REPUBLIKA.CO.ID, JAKARTA --Mata malas atau ambliopia menjadi salah satu gangguan mata yang kerap menimpa anak. Mata malas merupakan kondisi di mana salah satu mata atau kedua mata tidak berkembang dengan baik sejak usia dini. Akibatnya, otak lebih memilih untuk menggunakan mata yang lebih kuat dan mengabaikan mata yang lebih lemah.
Dokter Spesialis Mata Rumah Sakit (RS) Mata Cicendo Feti Karfiati Memed mengingatkan untuk menangani mata malas atau ambliopia pada anak, guna mencegah kebutaan saat dewasa. Dalam keterangan yang diterima di Jakarta, Rabu (9/1/2024), Feti menyebutkan penyebab paling umum dari hilangnya penglihatan pada orang dewasa usia 20-70 tahun adalah ambliopia yang tidak diobati dengan baik pada masa anak-anak.
"Hanya anak-anak yang bisa mengalami ambliopia. Jika tidak diterapi pada masa anak-anak, hal ini akan mengakibatkan hilangnya penglihatan secara permanen," ujarnya.
Dia mengatakan ambliopia adalah penurunan perkembangan penglihatan yang terjadi ketika otak tidak menerima rangsangan normal dari mata. Menurutnya, ambliopia sering disebabkan oleh kelainan refraksi yang tidak terkoreksi, strabismus atau mata juling, serta kelainan di dalam mata seperti katarak.
Pemeriksaan penglihatan pada usia sekolah sebetulnya bisa jadi terlambat, kata Feti, karena ambliopia mulai sulit disembuhkan setelah usia 5 tahun. Selain itu kehilangan penglihatan permanen dapat mulai terjadi jika terapi dilakukan setelah usia 8 hingga 10 tahun.
Adapun anak-anak yang berisiko mengalami ambliopia, katanya, antara lain mereka yang memiliki riwayat keluarga dengan strabismus atau mata juling, mata malas, atau penggunaan kacamata sejak kecil. Dia menyebutkan riwayat medis, seperti kelahiran prematur, perkembangan terlambat, dan diabetes juga dapat meningkatkan risiko ambliopia. Selain itu riwayat masalah mata, seperti mata juling, mata berair, ptosis, dan penglihatan kabur juga perlu diperhatikan.

━━━━━━━━

◆ Daftar Tugas:
- 1) Untuk tiap pernyataan berikut, jawab ya atau tidak apakah pernyataan itu sesuai dengan artikel tentang mata malas, lalu kutip persis kata-kata artikel yang menentukan jawabannya. (a) Ambliopia bisa dialami oleh orang dewasa. (b) Ambliopia mulai sulit disembuhkan setelah usia 5 tahun. (c) Kelahiran prematur termasuk riwayat medis yang dapat meningkatkan risiko ambliopia.
- 2) Ulangi persis bagian artikel tentang mata malas yang diawali kata-kata "Dokter Spesialis Mata" dan diakhiri "mata seperti katarak.".
- 3) Tuliskan lanjutan artikel tentang mata malas pada anak, dimulai sesudah kalimat terakhirnya.

◆ Data yang Diberikan:
━━━━━━━━

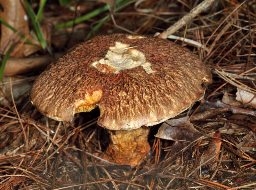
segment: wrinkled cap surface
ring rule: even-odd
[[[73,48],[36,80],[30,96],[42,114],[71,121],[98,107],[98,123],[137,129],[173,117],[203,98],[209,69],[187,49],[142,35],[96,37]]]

━━━━━━━━

◆ Jawaban Tugas:
- 1)
(a) Tidak: "Hanya anak-anak yang bisa mengalami ambliopia."
(b) Ya: "ambliopia mulai sulit disembuhkan setelah usia 5 tahun"
(c) Ya: "riwayat medis, seperti kelahiran prematur, perkembangan terlambat, dan diabetes juga dapat meningkatkan risiko ambliopia"

- 2)
Dokter Spesialis Mata Rumah Sakit (RS) Mata Cicendo Feti Karfiati Memed mengingatkan untuk menangani mata malas atau ambliopia pada anak, guna mencegah kebutaan saat dewasa. Dalam keterangan yang diterima di Jakarta, Rabu (9/1/2024), Feti menyebutkan penyebab paling umum dari hilangnya penglihatan pada orang dewasa usia 20-70 tahun adalah ambliopia yang tidak diobati dengan baik pada masa anak-anak.
"Hanya anak-anak yang bisa mengalami ambliopia. Jika tidak diterapi pada masa anak-anak, hal ini akan mengakibatkan hilangnya penglihatan secara permanen," ujarnya.
Dia mengatakan ambliopia adalah penurunan perkembangan penglihatan yang terjadi ketika otak tidak menerima rangsangan normal dari mata. Menurutnya, ambliopia sering disebabkan oleh kelainan refraksi yang tidak terkoreksi, strabismus atau mata juling, serta kelainan di dalam mata seperti katarak.

- 3)
Skrining pada bayi baru lahir sebaiknya dilakukan pada usia sekitar 35 bulan atau usia 0 hingga 2 tahun untuk mengetahui riwayat kesehatan, termasuk masalah mata pada keluarga. "Kemudian cek penglihatan pergerakan mata atau adanya nistagmus, jadi matanya tidak diam, dia bergerak terus, kemudian bagaimana posisi bola mata apakah ada juling, dan refleks pada kornea serta cover tes untuk melihat ada juling atau tidak," kata Feti.
Dia melanjutkan skrining berikutnya dilakukan pada usia 36 hingga 47 bulan atau sekitar 3 hingga 4 tahun. Pada usia ini anak seharusnya mampu mengukur ketajaman penglihatannya dan dapat mengidentifikasi sebagian besar optotipe pada baris 20/50 di masing-masing mata.
Dia menuturkan pemeriksaan dilakukan pada jarak 10 kaki (feet) atau 3 meter dan mata yang tidak diperiksa harus tertutup dengan benar. Skrining selanjutnya dilakukan ketika anak berusia di atas 60 bulan atau 5 tahun, katanya, dimana anak diharapkan dapat mengidentifikasi sebagian besar optotipe pada baris 20/30 di setiap mata, dan skrining ulang dianjurkan setiap tahun.
Direktur Pencegahan dan Pengendalian Penyakit Tidak Menular Kementerian Kesehatan (Kemenkes) Siti Nadia Tarmizi mengatakan sebagian pembiayaan kesehatan untuk ambliopia atau kasus-kasus anak lainnya akan ditanggung oleh BPJS jika mereka terdaftar sebagai peserta.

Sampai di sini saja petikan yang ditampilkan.